• _Task to carry out_
In the railroad switching rule passage, how long did the uncontradicted evidence show that Train No. 52 paused on "Track No. 5"?

___ Document text

The road had a rule, No. 56, which reads as follows: “Switches lined up for the movement of a train of engine must not be changed by another crew without first having an understanding with crew of engine or train for which the switches have been lined up, or making sure that the train or engine has been stopped.” The *981switches between “Running Track No. 1” and “Lead Track No. 1,” between “Track No. 4” and “Lead Track No. 1,” and between “Track No. 5” and “Lead Track No. 1” had all been lined up by the crew of Train No. 52, when it went into “Track No. 5,” and were to be used again when the locomotive returned to “Running Track No. 1.”' Van Derveer changed two of, these switches without coming to any understanding with the crew of Train No. 52, and this was prima facie a fault. In excuse the plaintiff urges that Train No. 52 had come to a “stop” on Track No. 5. Literally it had, because that was necessary in order to cut off the rear nineteen cars of the string, which was to be left behind on “Track No. 5.” But the evidence is uncontradicted that the pause was only long enough to make the cut, — less than a minute. The judge held that this pause was not a “stop” within the meaning of the rule, and that Van Derveer’s negligence was so primary a cause of his death that it defeated the action.

______
___ Information given

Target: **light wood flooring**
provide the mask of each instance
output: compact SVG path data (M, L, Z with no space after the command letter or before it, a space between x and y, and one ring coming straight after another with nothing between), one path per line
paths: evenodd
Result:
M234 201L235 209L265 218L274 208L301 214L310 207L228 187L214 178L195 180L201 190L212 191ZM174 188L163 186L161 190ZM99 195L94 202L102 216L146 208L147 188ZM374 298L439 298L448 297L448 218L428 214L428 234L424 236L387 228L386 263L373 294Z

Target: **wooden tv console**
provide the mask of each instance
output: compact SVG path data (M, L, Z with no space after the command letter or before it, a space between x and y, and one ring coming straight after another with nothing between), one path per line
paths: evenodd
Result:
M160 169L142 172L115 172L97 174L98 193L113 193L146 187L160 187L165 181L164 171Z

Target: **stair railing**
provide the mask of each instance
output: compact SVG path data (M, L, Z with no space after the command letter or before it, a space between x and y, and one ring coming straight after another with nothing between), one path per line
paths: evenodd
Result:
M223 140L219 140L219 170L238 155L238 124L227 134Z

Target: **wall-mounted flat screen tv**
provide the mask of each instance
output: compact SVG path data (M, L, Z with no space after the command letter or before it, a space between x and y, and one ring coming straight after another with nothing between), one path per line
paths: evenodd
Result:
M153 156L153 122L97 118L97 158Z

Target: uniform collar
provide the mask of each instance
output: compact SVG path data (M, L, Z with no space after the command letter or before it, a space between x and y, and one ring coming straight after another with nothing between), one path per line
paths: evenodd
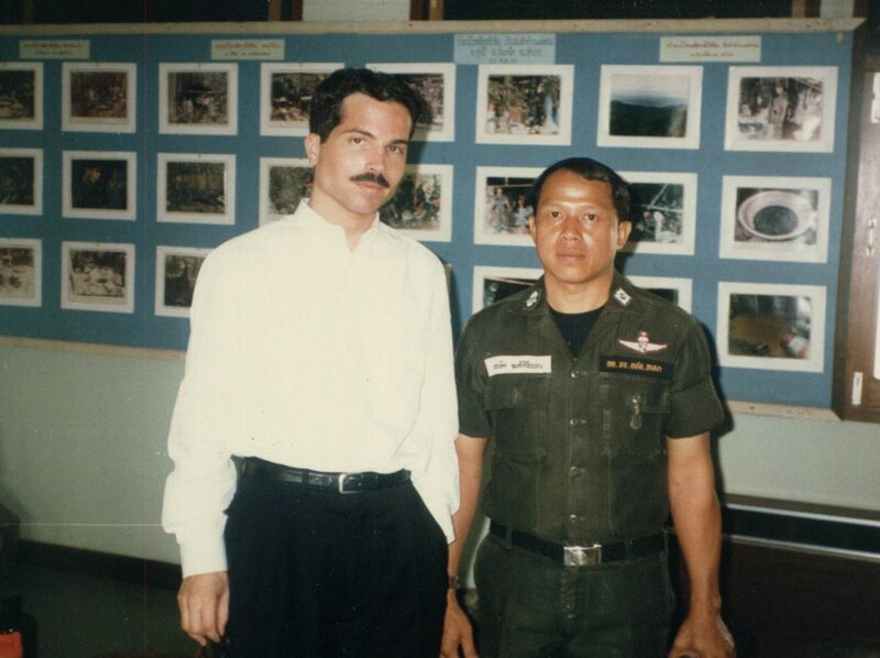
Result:
M615 271L605 308L613 310L631 308L636 298L635 292L632 284ZM527 315L547 315L550 312L550 307L547 305L547 288L544 287L543 276L522 293L513 310Z

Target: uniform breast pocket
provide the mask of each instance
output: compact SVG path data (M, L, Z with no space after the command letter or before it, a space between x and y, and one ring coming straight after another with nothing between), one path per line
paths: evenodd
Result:
M492 416L498 456L509 461L539 461L547 432L549 375L496 375L490 380L485 408Z
M669 388L662 380L607 374L600 380L602 431L617 461L653 461L664 450Z

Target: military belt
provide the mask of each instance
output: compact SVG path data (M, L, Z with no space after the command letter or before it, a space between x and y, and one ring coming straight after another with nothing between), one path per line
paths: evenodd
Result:
M543 556L565 567L594 567L606 562L647 558L658 556L667 549L663 533L613 544L558 544L514 530L495 520L490 524L490 533L507 546Z

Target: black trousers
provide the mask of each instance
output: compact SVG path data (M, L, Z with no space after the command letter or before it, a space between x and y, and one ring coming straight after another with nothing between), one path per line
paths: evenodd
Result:
M409 482L340 494L244 476L227 514L231 658L437 658L447 540Z

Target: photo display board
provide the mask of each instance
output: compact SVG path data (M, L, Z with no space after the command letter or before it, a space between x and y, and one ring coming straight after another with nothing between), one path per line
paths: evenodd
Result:
M617 24L2 29L0 335L185 350L201 262L308 196L310 95L366 66L432 107L381 219L449 266L457 335L540 273L531 180L590 156L632 185L618 268L704 325L723 395L829 407L856 23Z

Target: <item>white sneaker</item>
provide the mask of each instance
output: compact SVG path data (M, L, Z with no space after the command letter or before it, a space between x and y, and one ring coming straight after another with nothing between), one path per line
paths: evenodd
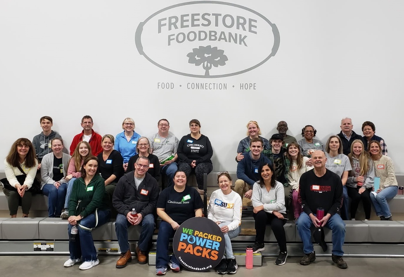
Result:
M65 210L65 211L62 212L62 214L60 215L60 217L61 218L69 218L69 211L67 210Z
M66 262L65 262L65 264L63 265L63 266L65 267L72 267L75 265L76 265L78 262L80 262L81 261L81 259L74 259L74 260L72 260L72 259L69 259Z
M89 269L95 265L97 265L100 263L100 260L97 259L97 260L90 260L88 262L84 262L78 267L79 269L85 270Z

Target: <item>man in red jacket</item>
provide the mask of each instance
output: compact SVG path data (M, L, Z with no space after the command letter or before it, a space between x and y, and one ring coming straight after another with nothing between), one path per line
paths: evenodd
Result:
M90 144L91 147L91 154L97 156L102 152L101 147L101 136L93 129L93 119L89 115L84 115L81 119L81 127L83 131L74 136L70 145L70 155L73 154L77 145L83 140Z

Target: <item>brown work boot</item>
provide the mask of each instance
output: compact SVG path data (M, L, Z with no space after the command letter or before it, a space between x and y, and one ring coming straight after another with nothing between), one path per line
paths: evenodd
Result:
M126 265L126 263L132 261L132 254L130 253L130 250L129 249L125 253L121 253L121 257L116 262L116 267L117 269L122 269L125 267Z
M147 253L136 247L136 254L137 255L137 262L141 265L147 263Z

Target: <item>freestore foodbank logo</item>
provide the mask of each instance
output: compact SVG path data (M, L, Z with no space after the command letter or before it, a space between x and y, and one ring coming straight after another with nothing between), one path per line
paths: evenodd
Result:
M219 78L257 68L276 54L279 32L260 13L226 2L170 6L138 26L139 53L160 68L183 76Z

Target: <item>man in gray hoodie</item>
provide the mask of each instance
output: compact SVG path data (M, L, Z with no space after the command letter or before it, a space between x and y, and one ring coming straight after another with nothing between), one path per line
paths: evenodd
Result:
M50 141L55 137L60 137L59 134L52 130L52 127L53 125L52 117L47 116L42 117L39 120L39 123L42 131L32 139L32 145L35 149L36 157L38 158L38 169L41 168L42 158L46 154L52 152Z

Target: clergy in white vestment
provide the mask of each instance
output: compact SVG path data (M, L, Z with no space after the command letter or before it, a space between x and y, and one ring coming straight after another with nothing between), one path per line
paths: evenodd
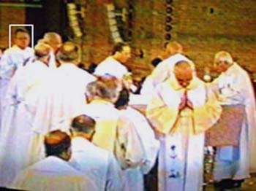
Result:
M114 151L119 112L114 103L121 90L120 81L114 77L102 77L88 85L86 97L89 102L82 114L96 121L93 143L111 152Z
M123 65L131 57L130 47L124 42L115 44L112 55L102 61L96 68L94 74L97 76L110 75L121 79L129 74L127 68Z
M95 125L95 120L85 114L74 118L69 163L94 180L98 191L122 190L122 173L113 154L91 142Z
M146 78L140 90L140 94L148 100L151 99L151 95L155 87L161 82L168 79L173 73L175 64L181 61L186 61L191 64L194 72L194 63L188 58L182 55L183 47L177 42L170 42L167 44L166 51L169 57L160 62L153 70L152 73Z
M155 163L159 142L140 112L128 106L129 91L122 90L116 106L120 110L116 155L125 175L125 190L144 190L143 175Z
M34 162L43 156L44 135L55 129L69 131L72 118L80 114L86 104L87 84L96 79L77 66L79 51L76 44L64 43L56 56L61 66L42 85L33 122L34 139L30 143L30 155Z
M50 72L50 50L48 44L35 46L34 60L20 67L10 80L0 133L1 186L8 186L15 174L30 164L28 143L39 87Z
M64 132L46 135L47 157L22 171L11 187L22 190L97 191L94 182L67 162L72 155L71 139Z
M14 42L15 45L4 51L0 61L0 122L5 103L5 95L10 79L18 68L22 66L30 58L34 56L33 49L29 47L30 36L26 30L16 29Z
M161 142L159 190L202 190L204 132L222 108L187 61L176 63L173 74L157 86L146 111Z
M223 107L242 106L246 119L241 123L238 145L217 147L214 178L232 179L233 186L256 172L256 107L252 82L247 72L234 63L226 51L216 54L214 63L221 74L213 82Z

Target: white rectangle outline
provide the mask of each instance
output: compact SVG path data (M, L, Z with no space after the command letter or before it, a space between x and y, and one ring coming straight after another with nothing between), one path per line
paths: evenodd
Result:
M9 25L9 48L12 46L12 39L11 39L11 35L12 35L12 26L30 26L31 28L31 47L34 48L34 25L33 24L10 24Z

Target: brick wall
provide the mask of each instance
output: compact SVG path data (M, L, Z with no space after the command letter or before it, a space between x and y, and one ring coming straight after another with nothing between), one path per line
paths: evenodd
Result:
M129 42L136 53L127 66L135 76L143 77L152 69L151 59L161 55L165 39L166 0L133 0L132 36ZM202 75L211 66L214 54L222 50L231 52L239 64L256 75L256 4L254 0L173 0L172 39L179 41L186 54L196 63ZM86 35L79 42L83 61L88 66L99 63L110 55L113 41L108 26L106 2L127 9L129 1L95 0L84 1L86 17L82 22ZM6 46L7 24L25 22L23 9L0 7L0 42ZM127 21L125 21L127 22ZM124 23L127 29L127 23ZM256 78L256 76L255 76Z

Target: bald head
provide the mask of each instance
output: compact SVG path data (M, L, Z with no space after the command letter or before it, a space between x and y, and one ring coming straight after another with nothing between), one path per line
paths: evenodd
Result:
M60 61L76 63L79 59L79 47L71 42L66 42L59 48L56 58Z
M38 58L46 58L50 55L50 47L45 43L38 43L34 47L34 55Z
M71 132L74 134L84 133L92 136L95 131L96 122L91 117L81 114L75 117L71 124Z
M214 67L220 73L226 71L233 63L231 55L226 51L220 51L214 56Z
M45 43L49 44L53 49L54 52L62 44L61 36L54 32L45 34L43 41Z
M166 51L170 55L173 55L177 53L182 53L183 47L178 42L170 42L166 45Z
M121 83L115 77L99 77L97 81L87 85L86 93L89 101L102 98L115 103L121 90Z
M187 61L176 63L173 72L178 84L183 87L187 87L193 79L193 70Z
M59 130L51 131L45 136L46 156L56 156L68 160L71 156L70 147L69 136Z

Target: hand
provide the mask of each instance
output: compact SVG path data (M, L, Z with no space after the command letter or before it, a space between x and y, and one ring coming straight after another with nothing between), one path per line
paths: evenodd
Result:
M186 106L191 109L194 109L193 103L192 103L189 99L187 100Z
M178 106L178 110L181 111L185 107L186 107L186 101L184 100L181 99L181 104L179 104L179 106Z

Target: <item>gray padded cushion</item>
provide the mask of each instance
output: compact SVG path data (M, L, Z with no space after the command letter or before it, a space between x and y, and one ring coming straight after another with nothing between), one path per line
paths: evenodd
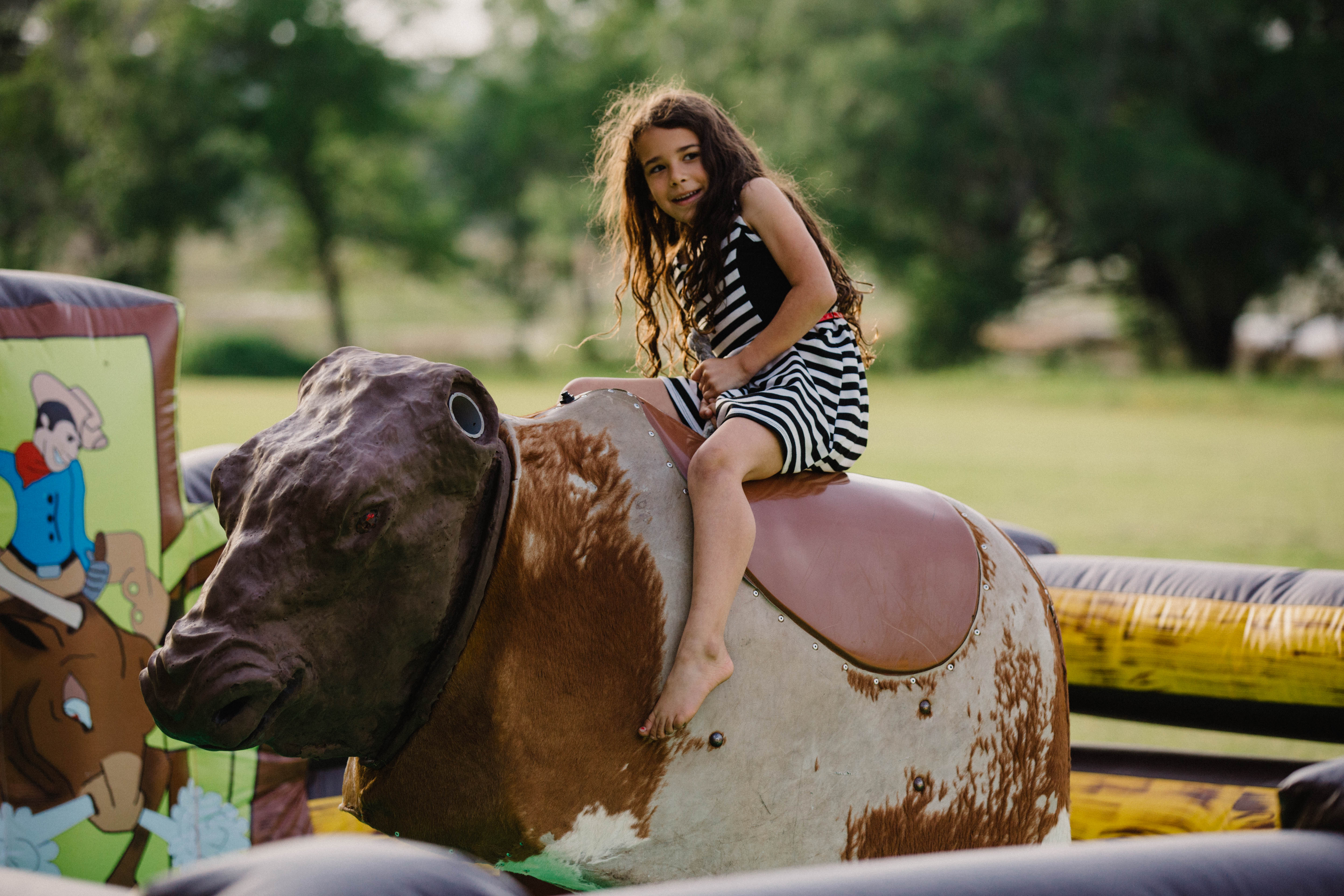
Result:
M47 302L81 308L136 308L173 301L163 293L91 277L0 270L0 308L31 308Z
M1246 563L1097 557L1082 553L1035 556L1047 587L1128 591L1239 603L1344 606L1344 570L1294 570Z
M1284 827L1344 833L1344 759L1298 768L1278 785Z
M1004 846L632 887L629 896L1339 896L1344 837L1180 834Z
M181 484L187 492L187 500L192 504L214 504L215 498L210 492L210 474L215 472L215 465L237 445L207 445L202 449L183 451L177 457L177 469L181 470Z
M1036 532L1035 529L1028 529L1024 525L1016 525L1015 523L1004 523L1003 520L991 520L999 529L1008 536L1017 549L1025 553L1028 557L1036 556L1038 553L1059 553L1059 548L1055 543L1050 540L1050 536L1044 532Z
M439 846L368 834L296 837L208 858L146 896L526 896L512 880Z

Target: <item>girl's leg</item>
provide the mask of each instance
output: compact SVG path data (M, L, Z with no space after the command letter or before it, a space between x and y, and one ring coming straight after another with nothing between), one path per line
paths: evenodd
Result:
M774 434L742 418L715 430L691 458L691 613L667 685L641 735L667 737L691 721L710 692L732 674L723 629L755 544L755 517L742 484L774 476L781 466L784 454Z
M676 418L676 408L672 407L672 399L668 396L668 387L664 386L663 380L657 377L581 376L577 380L570 380L564 387L564 391L574 398L578 398L583 392L591 392L593 390L599 388L618 388L626 392L633 392L640 396L641 402L648 402L664 414Z

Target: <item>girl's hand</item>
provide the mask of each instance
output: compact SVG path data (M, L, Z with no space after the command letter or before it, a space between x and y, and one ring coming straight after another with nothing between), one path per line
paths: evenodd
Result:
M719 396L728 390L746 386L751 379L751 371L742 364L739 356L711 357L700 361L691 371L691 380L700 387L700 416L706 420L714 419L714 404Z

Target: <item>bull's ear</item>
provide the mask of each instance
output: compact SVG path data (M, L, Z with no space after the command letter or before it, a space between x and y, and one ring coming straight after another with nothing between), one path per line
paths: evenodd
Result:
M0 629L4 629L5 634L17 641L26 647L34 650L46 650L47 645L42 641L39 635L30 625L20 621L17 617L0 615Z
M219 458L219 463L215 465L214 472L210 474L210 494L215 498L215 509L219 510L219 524L224 527L226 533L234 528L233 502L242 489L246 477L246 472L243 470L246 463L247 461L242 451L235 449Z

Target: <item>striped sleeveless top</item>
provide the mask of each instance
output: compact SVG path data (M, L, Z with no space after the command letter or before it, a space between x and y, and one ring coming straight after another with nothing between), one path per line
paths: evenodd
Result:
M792 286L741 216L722 246L723 301L710 313L707 298L700 297L694 310L700 329L710 333L714 353L730 357L774 320ZM679 290L684 274L680 266ZM664 376L663 382L681 422L704 435L699 387L685 376ZM868 379L848 322L843 317L821 320L746 386L723 392L715 424L734 416L774 434L784 453L781 473L837 473L852 466L868 445Z

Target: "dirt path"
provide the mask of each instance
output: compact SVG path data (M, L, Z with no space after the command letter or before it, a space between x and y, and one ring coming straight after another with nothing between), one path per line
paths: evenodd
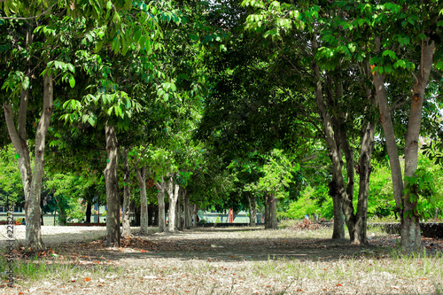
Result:
M0 294L391 294L443 291L443 264L392 260L399 237L369 231L370 244L331 240L330 229L198 228L122 239L106 247L105 228L43 227L43 277L17 278ZM17 237L24 234L17 229ZM24 236L23 236L24 237ZM5 240L0 240L0 243ZM429 251L443 241L426 240ZM19 248L17 260L32 262ZM441 257L441 256L440 256ZM34 260L35 261L35 260ZM70 266L64 270L59 266ZM25 272L27 274L27 272Z

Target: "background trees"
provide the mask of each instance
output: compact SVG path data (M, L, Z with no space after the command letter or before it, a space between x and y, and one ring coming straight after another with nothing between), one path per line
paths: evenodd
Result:
M368 213L386 214L375 200L392 206L386 187L382 187L389 160L402 246L418 249L419 219L438 200L417 163L419 136L439 134L428 132L441 88L439 1L1 5L0 128L19 155L28 246L43 247L44 174L56 201L84 200L87 219L91 195L106 191L109 245L119 245L121 206L130 235L136 182L147 231L146 182L160 231L166 206L172 231L207 206L247 209L253 224L264 206L276 228L278 199L292 217L327 204L318 213L333 215L334 237L345 237L344 216L362 244ZM12 173L11 152L4 158ZM74 179L84 187L68 192Z

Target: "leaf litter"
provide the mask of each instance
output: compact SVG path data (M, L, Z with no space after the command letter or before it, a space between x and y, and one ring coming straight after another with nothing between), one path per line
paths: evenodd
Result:
M51 244L27 263L70 265L75 274L17 277L1 294L323 294L436 293L443 289L441 239L424 238L429 258L394 252L400 237L371 237L363 246L331 240L328 229L194 229L136 233L106 247L102 237ZM370 235L369 235L370 237ZM43 237L44 238L44 237ZM32 255L37 255L33 259Z

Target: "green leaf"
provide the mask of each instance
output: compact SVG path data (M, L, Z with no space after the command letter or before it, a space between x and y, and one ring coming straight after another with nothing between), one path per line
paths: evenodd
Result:
M71 88L74 88L75 86L75 78L74 78L73 75L69 77L69 85Z

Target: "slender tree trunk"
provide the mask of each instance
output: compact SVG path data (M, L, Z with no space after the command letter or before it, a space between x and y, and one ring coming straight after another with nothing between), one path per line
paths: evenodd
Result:
M342 119L342 118L340 118ZM347 230L349 232L349 237L351 241L354 240L354 230L355 226L355 214L354 213L354 152L349 146L349 141L347 136L346 135L346 130L341 124L338 126L337 134L340 136L340 145L345 153L345 158L346 159L346 175L347 175L347 183L346 183L346 194L342 196L342 210L346 221Z
M167 175L167 193L169 198L169 223L168 223L168 230L171 232L175 232L177 230L177 225L175 223L176 215L177 215L177 200L178 200L178 192L180 190L180 186L178 184L174 183L174 175Z
M120 246L119 152L115 127L106 122L107 164L104 171L106 182L106 245Z
M368 224L368 199L369 195L369 176L371 173L370 159L374 150L374 134L376 125L368 122L361 128L361 139L360 148L360 188L357 204L357 213L355 215L355 226L354 228L353 245L367 244L366 235Z
M192 226L197 227L197 217L198 216L198 206L197 204L192 205L192 220L194 221Z
M159 226L159 206L153 205L153 212L151 216L154 216L152 226Z
M192 227L192 220L190 217L190 197L187 194L186 189L183 190L183 206L184 206L184 228L189 229Z
M34 173L31 181L31 193L27 204L26 245L33 249L43 249L43 243L41 236L40 198L42 192L42 179L44 167L44 149L46 134L51 122L53 107L52 76L43 76L43 108L42 117L35 133L35 148L34 158Z
M177 230L183 229L183 190L182 188L178 190L177 198L177 214L175 215Z
M416 81L412 89L412 100L408 120L408 129L405 137L405 176L416 176L418 162L418 141L422 122L422 110L424 100L424 90L428 85L434 55L434 42L429 38L422 43L422 57ZM404 185L408 183L405 181ZM420 221L416 212L417 201L410 201L409 194L403 197L404 215L401 227L401 247L403 251L419 251L422 236ZM416 196L416 199L418 196Z
M64 227L66 222L66 217L65 216L65 212L63 212L63 208L60 206L60 202L58 202L58 199L57 197L54 195L54 192L52 191L52 195L54 196L54 198L57 203L57 206L58 207L58 221L60 221L60 226Z
M367 62L365 65L364 74L369 78L371 76L370 66ZM369 102L370 113L377 108L376 95L373 87L366 87L367 99ZM357 203L357 213L355 214L355 227L354 229L353 245L361 245L368 243L367 227L368 227L368 200L369 197L369 177L372 171L370 159L374 151L374 135L376 124L370 119L367 119L361 130L360 144L360 164L358 174L360 175L360 187Z
M89 198L86 203L86 221L90 223L90 216L92 215L92 198Z
M317 40L316 36L314 36L313 38L313 51L314 54L316 53L318 48L317 44ZM334 128L332 124L332 118L330 114L328 112L328 109L326 107L326 105L323 101L323 89L322 89L322 77L320 74L320 69L318 67L318 65L314 62L313 64L313 68L314 72L315 74L315 80L316 80L316 87L315 87L315 98L316 98L316 103L317 103L317 107L320 111L320 113L322 115L323 120L323 127L324 127L324 133L326 136L326 144L328 144L328 147L330 149L330 160L332 161L332 178L333 178L333 182L334 182L334 190L335 193L333 196L333 200L334 202L334 229L336 229L336 225L337 221L338 221L338 217L336 216L337 213L338 213L338 211L336 212L336 209L338 206L342 207L343 210L343 202L346 200L348 201L348 196L346 193L346 190L345 189L345 181L343 179L343 165L342 165L342 160L341 160L341 152L340 152L340 148L339 148L339 143L338 143L338 140L340 140L340 136L338 134L334 133ZM346 206L345 213L349 213L349 207ZM342 217L342 213L339 214L340 219ZM337 226L337 230L338 230L338 227ZM338 238L338 237L341 237L341 233L339 232L335 232L332 235L333 238Z
M136 167L136 175L140 186L140 233L146 235L149 226L148 198L146 197L146 165L144 165L142 170Z
M251 199L251 193L248 192L248 202L249 202L249 226L253 226L253 200Z
M332 206L334 210L334 229L332 231L332 238L345 238L345 225L343 223L343 206L341 198L337 189L337 183L332 176L332 181L330 182L330 196L332 198Z
M269 193L269 229L277 229L278 221L276 216L277 199L274 193Z
M165 189L166 182L161 177L159 182L155 182L157 187L157 203L159 203L159 232L164 232L166 228L166 217L165 217Z
M25 48L29 50L33 43L33 27L27 30ZM30 79L30 62L27 59L27 77ZM34 173L31 171L31 160L27 140L27 111L29 102L29 89L22 89L20 95L20 104L17 120L17 129L14 125L13 113L11 101L4 103L4 113L8 133L19 154L19 170L21 174L23 190L25 195L25 213L26 213L26 240L27 247L33 250L44 248L41 237L41 215L40 192L42 188L43 169L44 166L44 147L46 133L51 122L52 113L53 88L52 76L45 74L43 76L43 107L42 116L37 125L35 134L35 166Z
M132 237L131 235L131 224L129 220L130 213L130 190L129 190L129 182L130 182L130 170L129 170L129 149L128 147L123 148L123 232L122 236L125 238L129 238Z
M376 36L376 50L380 50L380 38ZM417 167L418 159L418 139L422 120L423 103L424 90L428 84L428 79L432 66L435 44L429 39L422 43L422 55L420 67L416 74L416 82L413 86L411 106L408 115L408 128L405 137L405 176L414 176ZM389 162L392 176L392 186L397 208L400 212L401 221L401 249L403 252L416 252L421 249L421 233L419 219L416 212L416 201L410 201L410 196L403 195L403 185L401 169L398 150L395 142L394 129L391 120L391 113L387 102L385 89L385 77L377 71L374 75L377 97L380 111L380 120L382 122L385 136L386 138L386 148L389 155Z
M265 229L269 229L269 197L265 193Z
M249 225L254 227L257 222L257 198L249 193Z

______

• _Result of this task_
Less than a minute, only long enough to cut off the rear nineteen cars.